Page extract

Yesterday, I sent letters to The Australian, the West Australian and the Age, and I know that it got published in The Australian (I don’t receive the West or The Age at home – if anyone can fill me in on whether it got published or not, I would be most appreciative.

Here’s the letter that I sent in:

Who can remember who held the world record for the 100m before Usain Bolt? What was their time?
Who was the guy that took 7 gold medals in the Olympics? Does it matter any more now that Phelps has 8?
Sports records tumble all the time, and we only remember who has the fastest time, the most medals. We don’t remember who came second. We don’t care. Yet despite the temporary nature of sporting success, Australia is willing to pour $168 million dollars into the AIS, where as the longer term investments in our nations culture, that of music, is cut from a paltry $2.5 million to 0.
Music and the Arts is what makes up Australia’s culture. Even in sports! Imagine if there was no music. We wouldn’t be able to proudly sing “Girt by sea” – even if we could remember the rest of the words. We wouldn’t be proudly singing our footy team’s club song. We wouldn’t have Kylie, or Barnsey. Without music, I’m sure Peter Garrett wouldn’t have had an opportunity to get into Parliament. Peter, please reconsider your decision, and prove to us that you don’t hate the Arts.

And the Aus’ edited version:

Who can remember who held the world record for the 100m before Usain Bold? What was his time?

Stored data
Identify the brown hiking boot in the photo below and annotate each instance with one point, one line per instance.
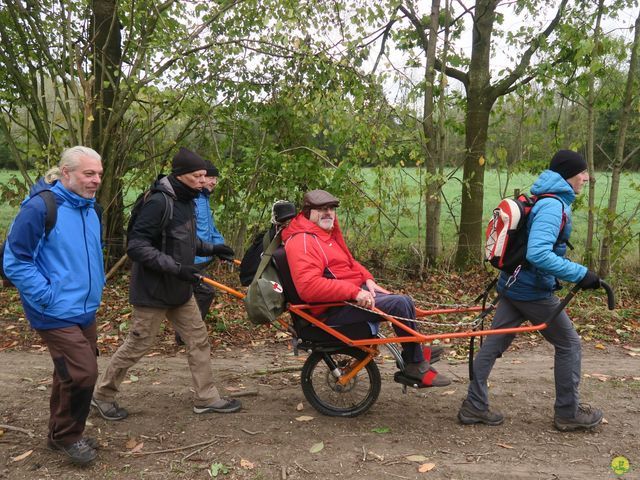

Task set
[1] List the newspapers the writer of the post sent letters to.
[2] Please echo everything in the post from "Music and the" down to "was his time?".

Outputs in order
[1]
The Australian
the West Australian
the Age

[2]
Music and the Arts is what makes up Australia’s culture. Even in sports! Imagine if there was no music. We wouldn’t be able to proudly sing “Girt by sea” – even if we could remember the rest of the words. We wouldn’t be proudly singing our footy team’s club song. We wouldn’t have Kylie, or Barnsey. Without music, I’m sure Peter Garrett wouldn’t have had an opportunity to get into Parliament. Peter, please reconsider your decision, and prove to us that you don’t hate the Arts.

And the Aus’ edited version:

Who can remember who held the world record for the 100m before Usain Bold? What was his time?